Extract ::

───

To Breathe Full and Free: Abstraction and Reprieve in María Magdalena Campos-Pons’ “The Rise of the Butterflies”

Cuban-born American citizen, María Magdalena Campos-Pons was born in Matanzas, Cuba in 1959, in the town of La Vega, and emigrated to Boston, Massachusetts in 1991. In October 2017, she received the endowed Cornelius Vanderbilt Chair (Professor of Fine Arts) at Vanderbilt University in Nashville, Tennessee—a prestigious position she still holds. Spanning over forty years, her prolific oeuvre boldly moves between photography, painting, sculpture, performance, video, installation, and pedagogy.
Growing up on the site of a former sugar plantation, Campos-Pons’ life and artistic trajectory are inextricably bound with the legacies of the Transatlantic slave trade—understood here as the still-unfolding “transnational histories of enslavement, indentured labor, domestic labor, and advocacy for bodily autonomy.”1 In consequence, they have been also shaped by the contours of colonial racial capitalism.2 Her art practice interweaves strands of history, memory, and mythology to provide powerful meditations on the afterlives of coloniality—both personal and collective—and her works reflect a complex cultural landscape centered on questions of racialization, forced migration, gender, labor, and identity. This essay looks specifically at Campos-Pons’ sculptural installation The Rise of the Butterflies (2021) to explore how abstraction can act as a space of refusal, protection, and reprieve in the face of colonial racial capitalism. In an era of rapidly escalating anti-Blackness, historical revisionism, and artistic censorship, Campos-Pons’ The Rise of the Butterflies offers valuable pathways for liberatory imagining.

───

Supplied information ::
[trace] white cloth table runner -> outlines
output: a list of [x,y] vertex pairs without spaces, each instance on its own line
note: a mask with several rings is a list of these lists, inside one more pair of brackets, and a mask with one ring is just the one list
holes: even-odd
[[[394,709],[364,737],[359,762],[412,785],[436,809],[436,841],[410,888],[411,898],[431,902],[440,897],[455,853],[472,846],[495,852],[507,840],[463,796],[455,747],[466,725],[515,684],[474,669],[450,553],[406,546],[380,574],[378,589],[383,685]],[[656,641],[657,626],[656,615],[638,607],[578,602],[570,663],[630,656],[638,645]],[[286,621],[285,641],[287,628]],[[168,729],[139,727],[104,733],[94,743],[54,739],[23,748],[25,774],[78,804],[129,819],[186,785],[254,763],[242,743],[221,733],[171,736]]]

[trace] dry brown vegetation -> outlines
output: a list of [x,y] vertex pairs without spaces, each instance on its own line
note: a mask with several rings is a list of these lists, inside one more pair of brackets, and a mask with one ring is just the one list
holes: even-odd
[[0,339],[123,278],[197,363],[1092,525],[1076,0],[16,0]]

───

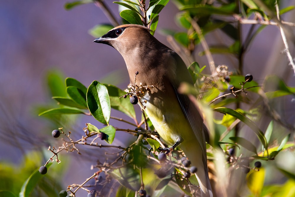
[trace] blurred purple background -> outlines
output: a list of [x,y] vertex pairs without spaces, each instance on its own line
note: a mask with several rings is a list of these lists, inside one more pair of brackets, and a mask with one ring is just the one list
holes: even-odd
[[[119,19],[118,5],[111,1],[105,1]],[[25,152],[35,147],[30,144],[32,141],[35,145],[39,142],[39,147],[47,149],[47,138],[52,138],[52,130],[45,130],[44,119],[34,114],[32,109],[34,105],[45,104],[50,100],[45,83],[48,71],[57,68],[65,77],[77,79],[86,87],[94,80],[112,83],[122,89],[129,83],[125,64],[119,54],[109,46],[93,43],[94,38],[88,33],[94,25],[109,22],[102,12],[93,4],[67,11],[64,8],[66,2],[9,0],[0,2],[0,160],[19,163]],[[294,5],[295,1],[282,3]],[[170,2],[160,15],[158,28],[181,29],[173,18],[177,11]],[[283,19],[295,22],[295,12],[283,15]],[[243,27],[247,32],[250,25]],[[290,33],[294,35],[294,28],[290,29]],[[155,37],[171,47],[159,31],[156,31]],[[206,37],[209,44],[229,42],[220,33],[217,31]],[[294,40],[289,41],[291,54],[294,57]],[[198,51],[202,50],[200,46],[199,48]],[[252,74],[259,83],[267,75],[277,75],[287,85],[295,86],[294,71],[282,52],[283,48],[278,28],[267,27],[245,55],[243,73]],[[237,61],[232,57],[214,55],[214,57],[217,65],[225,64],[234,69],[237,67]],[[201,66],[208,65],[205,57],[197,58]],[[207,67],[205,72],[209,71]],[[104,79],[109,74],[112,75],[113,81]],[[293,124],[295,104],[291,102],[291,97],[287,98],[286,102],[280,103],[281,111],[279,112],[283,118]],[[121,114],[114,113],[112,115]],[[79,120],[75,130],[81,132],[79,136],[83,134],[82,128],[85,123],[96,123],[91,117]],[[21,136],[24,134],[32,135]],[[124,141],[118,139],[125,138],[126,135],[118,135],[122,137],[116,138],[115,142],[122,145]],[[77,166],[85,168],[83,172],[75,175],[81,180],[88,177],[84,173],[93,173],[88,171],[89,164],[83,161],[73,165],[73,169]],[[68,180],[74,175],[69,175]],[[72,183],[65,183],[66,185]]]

───

To-do list ::
[1] According to the essay on Campos-Pons, in what year did she emigrate to Boston, Massachusetts?
[2] In the essay on Campos-Pons, why have her life and artistic trajectory been shaped by the contours of colonial racial capitalism? Answer in one to three sentences.
[3] Write the next part of the essay on Campos-Pons, starting after its final sentence.
The lines on this page come from a different source than the essay on Campos-Pons.

Results by task ::
[1] 1991

[2] She grew up on the site of a former sugar plantation, so her life and artistic trajectory are inextricably bound with the legacies of the Transatlantic slave trade. The essay says that, in consequence, they have also been shaped by colonial racial capitalism.

[3]
Campos-Pons’ familial history is deeply entangled with transnational histories of racialized capitalism. In interviews and in her work, she frequently articulates (and activates) kinship ties through this ancestral network, tracing her current residence in the U.S. back to her roots in Cuba, looking further back across the long Middle Passage, and following that ancestral line through to various locations in Africa and Asia. Matanzas province, where she was born, operated as an epicenter of enslaved labor and sugar production during the colonial period in Cuba, and today bears a history marked heavily by the lived realities and ongoing racialized violences derived from said conditions. In a 1997 interview, Campos-Pons spoke on the impact of this relationship in her artworks: “I’m thinking about myself looking at Cuban history and looking from the outside … azúcar was what this town produced, azúcar was the reason [enslaved people] were brought to Cuba; azúcar [squeezed] the blood of my whole family.”3
In many ways, Campos-Pons’ personal trajectory also mirrors a larger historical story of contemporary U.S. and Latin American entanglements. Born in 1959 (the year Fidel Castro came to power in Cuba), Campos-Pons was raised and educated in the island during a period of post-revolution potentialities. As her artistic practice began to reach maturity, the self-proclaimed goals of the revolution began to age and to calcify, in part spurred on by a failure to achieve a working relationship with most of the global capitalist order. Campos-Pons migrated to the United States in 1991 at the start of the so-called Special Period—or período especial en tiempos de paz—and was unable to return to Cuba for many years due to a politically-fraught climate and closed borders between the neighboring countries.4 These historical and personal realities come together in Campos-Pons’ practice to illustrate a powerful landscape of absence and presence, of loss and remembrance.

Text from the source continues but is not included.